-------- Excerpted text
Keith Schaefer has come up in questions and discussions here at Stock Gumshoe quite a few times in recent weeks, but this pitch of his that a few folks asked about lends itself to a quick answer — and it’s an interesting space in the markets right now — so I thought we’d get you a speedy answer and something to think about this afternoon.
The email ad I got carried the headline, “The Obvious Trade That The Entire Market Has Missed” … and, well, that’s pretty much irresistible. The market misses lots of stuff, of course, and I do too, but we do so hate to miss out on the obvious.
And, of course, it doesn’t hurt that this one pays a nice, fat dividend. Mmmm, dividends.
The basic premise from Schaefer is that Canadian oil production is about to pick up again, creating even more supply going into the Western Canada/Bakken bottleneck of oversupply and driving down crude prices in that area… and that he has a company that benefits because their input cost is based on Bakken crude oil prices but they can sell their output at prices that are driven by (much more expensive) Brent Crude.
Here’s some of the ad:
“There is a lot of attention on how much additional oil production that Iran might be able to bring back online in the coming year…well, that same 500,000 barrels of oil per day (bopd) increase is coming this quarter–from Canada.
----------------
-------- Given information
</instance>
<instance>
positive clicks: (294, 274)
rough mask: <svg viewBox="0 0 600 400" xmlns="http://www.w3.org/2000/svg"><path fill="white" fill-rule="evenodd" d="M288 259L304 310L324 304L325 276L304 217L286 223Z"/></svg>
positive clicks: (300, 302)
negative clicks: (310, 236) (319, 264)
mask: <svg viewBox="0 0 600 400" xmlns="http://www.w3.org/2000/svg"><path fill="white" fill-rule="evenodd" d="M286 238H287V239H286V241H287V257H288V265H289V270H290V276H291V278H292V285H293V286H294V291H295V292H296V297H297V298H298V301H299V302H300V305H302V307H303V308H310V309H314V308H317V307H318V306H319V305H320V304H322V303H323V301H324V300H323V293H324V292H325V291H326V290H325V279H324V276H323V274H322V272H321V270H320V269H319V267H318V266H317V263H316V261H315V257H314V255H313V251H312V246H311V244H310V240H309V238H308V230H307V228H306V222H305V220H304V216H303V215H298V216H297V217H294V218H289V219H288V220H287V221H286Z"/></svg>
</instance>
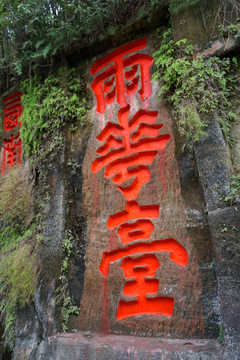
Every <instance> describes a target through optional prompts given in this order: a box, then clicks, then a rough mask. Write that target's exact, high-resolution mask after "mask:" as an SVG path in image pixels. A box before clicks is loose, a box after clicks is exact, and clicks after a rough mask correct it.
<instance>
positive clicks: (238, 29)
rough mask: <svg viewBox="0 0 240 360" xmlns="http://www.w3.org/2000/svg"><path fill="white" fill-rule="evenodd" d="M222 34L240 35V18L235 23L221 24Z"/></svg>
----------------
*Work item*:
Continue the article about Keith Schaefer's pitch on Canadian oil production from the point where it stops. The records are drawn from a separate source unrelated to the article.

*Task result*:
“In fact, we could be talking about a production increase of almost 600,000 bopd….
“This spring, refinery maintenance and wildfires in western Canada choked out roughly 400,000 bopd of production that was heading to the US refinery system. But that’s mostly under control now…..
“That’s the #1 reason why US oil inventories are up in the middle of the summer this year–when they’re normally down.
“Most of this Canadian production flows to US refineries via the Midwest–right beside the Bakken. Canadian and Bakken oil prices will now go back to competing for refinery and pipeline space.
“It’s a race to the bottom for regional oil prices–just like 2012.”
So who benefits? Some clues…
“The wider the Brent and Canadian oil differentials get from Brent, the more money this company makes….
“Over the next three to six months this company’s profits are going to explode….
“It is a sound company that I owned back in 2012 as it made its First Big Run, from $14-$33…
“… this company is already sporting a double digit dividend yield….
“… if I’m right and those Canadian and Bakken differentials really start blowing out–getting BIG–the market will rush into this stock in a hurry.”
So who is it? This is almost certainly Northern Tier Energy (NTI), which Schaefer did indeed like several years ago, in the second half of 2012 when it was booming after a pretty tepid IPO at $14 up to the low-$30s in March of 2013.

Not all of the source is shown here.